Having read the listing below, repeat it exactly.

(Beginning of Stored data)

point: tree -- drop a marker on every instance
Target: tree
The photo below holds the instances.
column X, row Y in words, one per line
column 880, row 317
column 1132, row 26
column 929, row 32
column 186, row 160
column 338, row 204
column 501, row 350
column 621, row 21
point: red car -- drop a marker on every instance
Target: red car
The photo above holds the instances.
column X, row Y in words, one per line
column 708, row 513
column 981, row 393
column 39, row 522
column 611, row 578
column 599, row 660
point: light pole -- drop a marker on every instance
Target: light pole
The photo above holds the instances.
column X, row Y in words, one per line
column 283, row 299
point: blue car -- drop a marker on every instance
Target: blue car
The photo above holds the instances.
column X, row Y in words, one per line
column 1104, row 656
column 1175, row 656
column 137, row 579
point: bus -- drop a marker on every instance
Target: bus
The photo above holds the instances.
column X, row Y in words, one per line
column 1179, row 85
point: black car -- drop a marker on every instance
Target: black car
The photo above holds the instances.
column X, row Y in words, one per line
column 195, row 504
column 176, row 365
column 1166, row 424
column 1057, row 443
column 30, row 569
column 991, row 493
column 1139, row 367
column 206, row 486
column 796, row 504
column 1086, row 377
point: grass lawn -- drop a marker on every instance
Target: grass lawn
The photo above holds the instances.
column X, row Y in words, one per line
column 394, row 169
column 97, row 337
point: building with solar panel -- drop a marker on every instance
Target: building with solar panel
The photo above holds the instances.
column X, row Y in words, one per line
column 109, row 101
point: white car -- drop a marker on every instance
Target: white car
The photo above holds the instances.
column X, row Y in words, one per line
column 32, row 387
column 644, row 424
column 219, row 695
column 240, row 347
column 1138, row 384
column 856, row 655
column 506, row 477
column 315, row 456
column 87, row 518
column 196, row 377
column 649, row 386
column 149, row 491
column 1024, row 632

(End of Stored data)

• [Output]:
point: tree -- drop a marker on every instance
Target: tree
The photo below holds the instances.
column X, row Y in words, one per line
column 880, row 317
column 1132, row 26
column 929, row 32
column 186, row 160
column 338, row 204
column 501, row 350
column 621, row 21
point: red car -- drop a marker on every instance
Target: red car
The photo above holds the instances.
column X, row Y in words, one per line
column 708, row 513
column 981, row 393
column 39, row 522
column 611, row 578
column 599, row 660
point: light pole -- drop a marker on every instance
Target: light pole
The photo above holds the instances.
column X, row Y in words, one per line
column 283, row 299
point: blue car -- drop a marker on every instance
Target: blue car
The photo above holds the instances.
column X, row Y in words, one per line
column 1104, row 656
column 1175, row 656
column 137, row 579
point: bus -- drop a marker on every instance
Target: bus
The photo above holds the instances.
column X, row Y in words, one per line
column 1179, row 85
point: black car -- drop a marker on every instance
Target: black car
The photo above holds the instances.
column X, row Y in words, one per line
column 195, row 504
column 176, row 365
column 1166, row 424
column 1057, row 443
column 30, row 569
column 991, row 493
column 1139, row 367
column 206, row 486
column 796, row 504
column 1086, row 377
point: grass lawn -- drop a marker on every instance
Target: grass lawn
The photo above holds the instances.
column X, row Y in words, one per line
column 394, row 169
column 97, row 337
point: building with solar panel -- drop a marker on every instance
Target: building with solar panel
The photo above holds the instances.
column X, row Y in words, one per line
column 109, row 101
point: white car -- drop a marker on every instance
Target: white car
The photo above holds the instances.
column X, row Y in words, one per line
column 32, row 387
column 644, row 424
column 219, row 695
column 240, row 347
column 1138, row 384
column 856, row 655
column 506, row 477
column 315, row 456
column 87, row 518
column 196, row 377
column 649, row 386
column 149, row 491
column 1024, row 632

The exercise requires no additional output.